-------- Passage shown

Ferrell Barron : The good thing, I think tomorrow, John Patton my FX lead and my CG Super will give a presentation on the Effects and you're gonna get to see the very first Fire tests we did and kind of the whole lineage coming up to where you see, you'll want to hear. It's really interesting so that'll be fun for you.
Bobs Gannaway : We had a Library Fire System so we can place fires and run them through a cycle for distant fires, for closer fires, you customize it because it's gonna be close up. It might be interacting with the ground. It has a certain thing we want the embers to do, so you sort of work on, you know, levels like that, and weight fires away in the background are probably operating as a piece of Library, animation that's randomized throughout. And foreground fires are all customized and things like that. It's ridiculously complicated.
Q : It looks very accurate and believable so…
Bobs Gannaway : That's the trick. I mean, that and scale, how fast the flames move. It's amazing when you look at actually trees burning, how large the flames are. You know scale is a tricky thing because sometimes when you make it look exactly right, it doesn't look right. Maybe your memory of what you think it should look like vs. what it really look like. So it's all those sort of things and not losing scale cause the flames are too large.
Ferrell Barron: And that brings in our Cal Fire guys and our Smoke Jumper. What was even more interesting is the Smoke Jumper we had coming on our fire with us. We also brought him in at the end and he commented on the Sound Effects. We wanted to be sure it sounded right and there's very few people that are actually in a fire, in the middle of a Forest Fire. So our sound designers actually give Josh our Smoke Jumper a lot of sound cues that he was building, they got sound effects and got comments and adjectives from Josh to help him just dial it just right until he was like, you got it. That sounds just perfect so that's, again the amount of detail we go to be sure that we're being as accurate and truthful as we can.
Bobs Gannaway : The same as the Retardant drops and the Water drops. We actually went out to Training Days. We stood out in fields. We had Water dropped on us and we got a nice email one day from our consultant at Cal Fire who had seen the Trailer online and just email and say, you guys got it exactly right. That's tricky stuff. I mean, the momentum of the way you do a Water drop is, you know, you have to drop at the right height and you hurry or it'll dissipate or it won't spread properly. The water has to go and drop straight down or you'll get shadowing. If the water pushes that way and you have a tree, it'll shadow so that part of the ground won't get covered. So they have to do it just right so it settles and falls. There's a certain height that you have to drop it at, above the tree canopy. When our consultant from Cal Fire saw it, he was like Oh, I didn't realize that the trees were gonna be that high. That would be a coverage level six, not a coverage level four. So we went in and changed it. So you know, it's like, once he saw the fire. we actually know how the fire worked. We have it mapped out. We understand where this fire started, how they sort of pinch off the closing of the Exit of the Park and all that kind of stuff. We had to understand what it was doing.

----------------
-------- Information supplied

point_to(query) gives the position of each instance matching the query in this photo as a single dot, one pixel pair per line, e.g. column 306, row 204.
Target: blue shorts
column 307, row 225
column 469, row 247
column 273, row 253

----------------

> **What you need to do**
A) Duplicate the fire-effects interview between "Ferrell Barron : The" and "It's ridiculously complicated.", inclusive.
B) Name every person the fire-effects interview identifies by name, including speaker labels that are names.
C) Take the fire-effects interview further, picking up after its final sentence.
The listing above comes from a separate source and is unrelated to the fire-effects interview.

> **Solved problems**
A)
Ferrell Barron : The good thing, I think tomorrow, John Patton my FX lead and my CG Super will give a presentation on the Effects and you're gonna get to see the very first Fire tests we did and kind of the whole lineage coming up to where you see, you'll want to hear. It's really interesting so that'll be fun for you.
Bobs Gannaway : We had a Library Fire System so we can place fires and run them through a cycle for distant fires, for closer fires, you customize it because it's gonna be close up. It might be interacting with the ground. It has a certain thing we want the embers to do, so you sort of work on, you know, levels like that, and weight fires away in the background are probably operating as a piece of Library, animation that's randomized throughout. And foreground fires are all customized and things like that. It's ridiculously complicated.

B) Ferrell Barron, John Patton, Bobs Gannaway, Josh

C)
You don't see a lot of that but it just all has to do with screen direction and where the characters are going and all that kind of stuff. It's great. John Lasseter talks about the things you need and you have to create it like a book. I'm sure you guys have heard this but you have to create a believable world and so that's one of the first things you have to do. So this has to be a real National Park and this has to be a real fire and they have to be reacting the way you would react and all those things.
Q : Are there plans for a 3-D version?
Ferrell Barron : Oh yeah, this was 3-D. You didn't see it today but we have both. 2-D and 3-D. When it's released theatrically, you'll have both options.
Q : Some of us were saying we want to see this in 3-D.
Ferrell Barron : Well we actually even, yesterday, we went and had a Demo of 4-D. Have you ever tried 4-D which is, where the Theatre Seats actually move and wind is blown in your face.
Q : Next year?
Bobs Gannaway : I'm bringing down the aisle a Hair Dryer. [LAUGHTER]
Ferrell Barron: So that's a new thing that's coming up so it's pretty fun. It's for the kids. Come on, more questions.
Q : There was a lot more Adult Humor in this Movie. I really enjoyed it.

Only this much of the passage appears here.